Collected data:
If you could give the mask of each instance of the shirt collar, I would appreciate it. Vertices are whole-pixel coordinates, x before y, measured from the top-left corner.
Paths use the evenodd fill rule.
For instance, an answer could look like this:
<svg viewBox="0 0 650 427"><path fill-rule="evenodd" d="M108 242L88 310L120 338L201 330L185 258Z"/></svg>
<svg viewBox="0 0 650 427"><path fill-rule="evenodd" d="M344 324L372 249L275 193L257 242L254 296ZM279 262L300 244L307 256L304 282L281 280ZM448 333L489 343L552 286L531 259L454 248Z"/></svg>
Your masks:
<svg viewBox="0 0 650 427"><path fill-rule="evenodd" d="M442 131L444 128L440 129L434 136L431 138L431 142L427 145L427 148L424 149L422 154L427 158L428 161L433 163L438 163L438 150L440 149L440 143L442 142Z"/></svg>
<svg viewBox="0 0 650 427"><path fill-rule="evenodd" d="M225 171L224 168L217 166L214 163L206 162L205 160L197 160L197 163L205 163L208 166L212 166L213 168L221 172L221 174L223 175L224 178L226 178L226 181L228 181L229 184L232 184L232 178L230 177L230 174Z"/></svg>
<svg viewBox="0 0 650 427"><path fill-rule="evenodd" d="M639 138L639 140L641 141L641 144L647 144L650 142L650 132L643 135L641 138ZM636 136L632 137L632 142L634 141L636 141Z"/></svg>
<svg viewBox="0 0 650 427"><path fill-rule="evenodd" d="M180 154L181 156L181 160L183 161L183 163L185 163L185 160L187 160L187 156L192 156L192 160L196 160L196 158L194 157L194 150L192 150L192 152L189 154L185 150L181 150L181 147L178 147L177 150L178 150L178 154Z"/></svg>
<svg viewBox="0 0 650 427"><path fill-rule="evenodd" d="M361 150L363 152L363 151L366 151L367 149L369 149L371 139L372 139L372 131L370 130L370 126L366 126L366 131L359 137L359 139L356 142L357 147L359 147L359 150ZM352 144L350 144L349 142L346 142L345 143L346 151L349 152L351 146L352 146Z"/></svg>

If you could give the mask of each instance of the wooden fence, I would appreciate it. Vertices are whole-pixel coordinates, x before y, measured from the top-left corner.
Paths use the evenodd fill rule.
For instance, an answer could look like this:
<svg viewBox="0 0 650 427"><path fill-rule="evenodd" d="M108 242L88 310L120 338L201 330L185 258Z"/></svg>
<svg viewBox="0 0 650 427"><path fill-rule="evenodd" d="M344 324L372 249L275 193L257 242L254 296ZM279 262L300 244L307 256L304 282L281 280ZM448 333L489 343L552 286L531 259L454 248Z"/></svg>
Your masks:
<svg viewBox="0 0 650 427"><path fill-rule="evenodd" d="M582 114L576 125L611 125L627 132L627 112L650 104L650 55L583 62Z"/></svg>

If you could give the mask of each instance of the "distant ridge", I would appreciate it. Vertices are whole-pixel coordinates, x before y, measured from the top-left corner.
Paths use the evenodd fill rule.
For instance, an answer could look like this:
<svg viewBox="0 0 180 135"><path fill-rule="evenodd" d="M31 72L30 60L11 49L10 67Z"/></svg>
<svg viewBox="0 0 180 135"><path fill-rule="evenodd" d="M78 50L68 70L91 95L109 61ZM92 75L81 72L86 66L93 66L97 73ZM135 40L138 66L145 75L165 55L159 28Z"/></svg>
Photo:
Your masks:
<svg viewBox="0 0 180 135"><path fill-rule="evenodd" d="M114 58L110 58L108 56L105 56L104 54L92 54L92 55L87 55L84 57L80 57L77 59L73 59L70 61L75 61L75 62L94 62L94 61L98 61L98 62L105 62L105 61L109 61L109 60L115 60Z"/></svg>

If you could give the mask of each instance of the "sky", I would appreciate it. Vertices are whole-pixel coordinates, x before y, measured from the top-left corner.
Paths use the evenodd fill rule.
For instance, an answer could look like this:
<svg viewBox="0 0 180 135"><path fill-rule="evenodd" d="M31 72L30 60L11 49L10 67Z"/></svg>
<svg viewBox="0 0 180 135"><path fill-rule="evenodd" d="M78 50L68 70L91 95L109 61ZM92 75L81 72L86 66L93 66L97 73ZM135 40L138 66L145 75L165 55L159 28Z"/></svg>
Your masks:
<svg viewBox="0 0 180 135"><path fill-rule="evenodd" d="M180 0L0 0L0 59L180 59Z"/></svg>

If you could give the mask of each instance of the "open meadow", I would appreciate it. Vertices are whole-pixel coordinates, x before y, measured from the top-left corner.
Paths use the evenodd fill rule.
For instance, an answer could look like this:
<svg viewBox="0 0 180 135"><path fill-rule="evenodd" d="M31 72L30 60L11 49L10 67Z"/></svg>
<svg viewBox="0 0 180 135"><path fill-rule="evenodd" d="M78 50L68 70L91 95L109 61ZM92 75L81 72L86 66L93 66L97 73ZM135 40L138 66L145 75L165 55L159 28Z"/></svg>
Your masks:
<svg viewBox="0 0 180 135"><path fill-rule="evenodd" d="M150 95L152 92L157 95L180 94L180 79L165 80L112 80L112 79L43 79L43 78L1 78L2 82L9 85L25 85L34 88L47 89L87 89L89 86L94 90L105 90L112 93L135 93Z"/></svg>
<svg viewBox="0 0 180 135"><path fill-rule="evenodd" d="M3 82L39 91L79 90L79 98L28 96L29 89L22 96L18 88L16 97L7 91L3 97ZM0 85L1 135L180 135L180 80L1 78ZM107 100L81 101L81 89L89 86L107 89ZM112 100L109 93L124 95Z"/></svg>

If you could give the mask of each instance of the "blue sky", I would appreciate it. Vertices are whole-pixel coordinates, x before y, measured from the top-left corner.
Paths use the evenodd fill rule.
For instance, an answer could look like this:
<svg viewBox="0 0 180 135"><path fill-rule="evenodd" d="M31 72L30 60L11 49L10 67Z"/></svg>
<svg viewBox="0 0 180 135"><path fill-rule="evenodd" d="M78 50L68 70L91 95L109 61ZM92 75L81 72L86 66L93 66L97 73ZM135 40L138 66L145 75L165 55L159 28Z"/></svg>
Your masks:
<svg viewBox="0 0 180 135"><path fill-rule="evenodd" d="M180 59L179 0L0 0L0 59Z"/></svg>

WORK TO BE COMPLETED: Every single line in the records above must be written out exactly.

ANSWER SPACE:
If you could give the mask of each instance of the shirt collar, I would appreciate it. Vertices are whole-pixel coordinates, x before y, measured from the top-left corner.
Paths use the evenodd fill rule.
For instance, an answer could look like this:
<svg viewBox="0 0 650 427"><path fill-rule="evenodd" d="M108 242L88 310L120 338L201 330L185 258Z"/></svg>
<svg viewBox="0 0 650 427"><path fill-rule="evenodd" d="M344 324L372 249L275 193L257 242L254 296ZM279 262L300 244L307 256L304 282L281 280ZM448 333L489 343L552 286L531 259L454 248Z"/></svg>
Your masks:
<svg viewBox="0 0 650 427"><path fill-rule="evenodd" d="M442 131L444 128L440 129L434 136L431 138L431 142L427 145L427 148L424 149L422 154L427 158L428 161L433 163L438 163L438 150L440 149L440 143L442 142Z"/></svg>
<svg viewBox="0 0 650 427"><path fill-rule="evenodd" d="M225 171L224 168L217 166L214 163L206 162L205 160L197 160L197 163L205 163L208 166L212 166L213 168L221 172L221 174L223 175L224 178L226 178L226 181L228 181L229 184L232 184L232 178L230 177L230 174Z"/></svg>
<svg viewBox="0 0 650 427"><path fill-rule="evenodd" d="M639 138L639 140L641 141L641 144L647 144L650 142L650 132L643 135L641 138ZM636 136L632 137L632 142L634 141L636 141Z"/></svg>
<svg viewBox="0 0 650 427"><path fill-rule="evenodd" d="M180 154L181 156L181 160L183 161L183 163L185 163L185 160L187 160L187 156L192 156L192 160L196 160L196 158L194 157L194 150L192 150L192 152L189 154L185 150L181 150L181 147L178 147L177 150L178 150L178 154Z"/></svg>
<svg viewBox="0 0 650 427"><path fill-rule="evenodd" d="M361 150L363 152L363 151L366 151L367 149L369 149L371 139L372 139L372 131L370 130L370 126L366 126L366 131L359 137L359 139L356 142L357 147L359 147L359 150ZM352 144L350 144L349 142L346 142L345 143L346 151L349 152L351 146L352 146Z"/></svg>

If you could give the mask of each instance of the wooden fence, I would appreciate it. Vertices are whole-pixel coordinates, x before y, measured from the top-left corner.
Paths use the evenodd fill rule.
For instance, an answer could look like this:
<svg viewBox="0 0 650 427"><path fill-rule="evenodd" d="M108 242L88 310L120 338L201 330L185 258Z"/></svg>
<svg viewBox="0 0 650 427"><path fill-rule="evenodd" d="M344 324L372 249L275 193L257 242L254 296ZM279 262L300 244L307 256L304 282L281 280ZM448 333L489 343L552 286L531 259L454 248Z"/></svg>
Your masks:
<svg viewBox="0 0 650 427"><path fill-rule="evenodd" d="M582 114L576 125L611 125L627 132L627 112L650 104L650 55L583 62Z"/></svg>

If you could give the mask of each instance of the "distant ridge", I would appreciate it. Vertices are whole-pixel coordinates, x before y, measured from the top-left corner.
Paths use the evenodd fill rule.
For instance, an answer could look like this:
<svg viewBox="0 0 180 135"><path fill-rule="evenodd" d="M31 72L30 60L11 49L10 67Z"/></svg>
<svg viewBox="0 0 180 135"><path fill-rule="evenodd" d="M78 50L68 70L91 95L109 61ZM92 75L81 72L86 66L93 66L97 73ZM135 40L138 66L145 75L165 55L159 28Z"/></svg>
Photo:
Your masks:
<svg viewBox="0 0 180 135"><path fill-rule="evenodd" d="M114 58L110 58L108 56L105 56L104 54L92 54L92 55L87 55L84 57L80 57L77 59L73 59L70 61L75 61L75 62L94 62L94 61L98 61L98 62L105 62L105 61L109 61L109 60L115 60Z"/></svg>

If you could give the mask of each instance of the "sky", I would appreciate it. Vertices are whole-pixel coordinates, x before y, measured from the top-left corner.
Paths use the evenodd fill rule.
For instance, an answer could look like this:
<svg viewBox="0 0 180 135"><path fill-rule="evenodd" d="M31 72L30 60L11 49L10 67Z"/></svg>
<svg viewBox="0 0 180 135"><path fill-rule="evenodd" d="M78 50L68 70L91 95L109 61ZM92 75L81 72L86 66L93 66L97 73ZM135 40L138 66L145 75L165 55L159 28Z"/></svg>
Your masks:
<svg viewBox="0 0 180 135"><path fill-rule="evenodd" d="M180 0L0 0L0 59L180 59Z"/></svg>

If you could give the mask of each instance of the "open meadow", I would appreciate it. Vertices are whole-pixel coordinates, x before y, measured from the top-left corner.
Paths use the evenodd fill rule.
For instance, an answer could look like this:
<svg viewBox="0 0 180 135"><path fill-rule="evenodd" d="M31 72L30 60L11 49L10 67Z"/></svg>
<svg viewBox="0 0 180 135"><path fill-rule="evenodd" d="M78 50L68 70L91 95L109 61ZM92 75L81 72L86 66L93 66L97 73ZM135 40L138 66L145 75L165 55L159 28Z"/></svg>
Your masks:
<svg viewBox="0 0 180 135"><path fill-rule="evenodd" d="M150 95L152 92L157 95L180 94L180 79L165 80L112 80L112 79L43 79L43 78L1 78L2 82L9 85L25 85L34 88L47 89L87 89L89 86L94 90L105 90L112 93L135 93Z"/></svg>
<svg viewBox="0 0 180 135"><path fill-rule="evenodd" d="M3 82L39 91L79 90L79 98L28 96L29 89L22 96L18 88L16 97L7 91L3 97ZM0 85L1 135L180 135L180 80L1 78ZM107 100L81 101L81 89L89 86L107 89ZM112 100L109 93L124 95Z"/></svg>

If you could give the mask of each instance of the "blue sky", I would appreciate it. Vertices are whole-pixel coordinates, x before y, measured from the top-left corner.
Paths use the evenodd fill rule.
For instance, an answer could look like this:
<svg viewBox="0 0 180 135"><path fill-rule="evenodd" d="M31 72L30 60L11 49L10 67Z"/></svg>
<svg viewBox="0 0 180 135"><path fill-rule="evenodd" d="M78 50L68 70L91 95L109 61ZM92 75L81 72L86 66L93 66L97 73ZM135 40L138 66L145 75L165 55L159 28Z"/></svg>
Your masks:
<svg viewBox="0 0 180 135"><path fill-rule="evenodd" d="M180 59L179 0L0 0L0 59Z"/></svg>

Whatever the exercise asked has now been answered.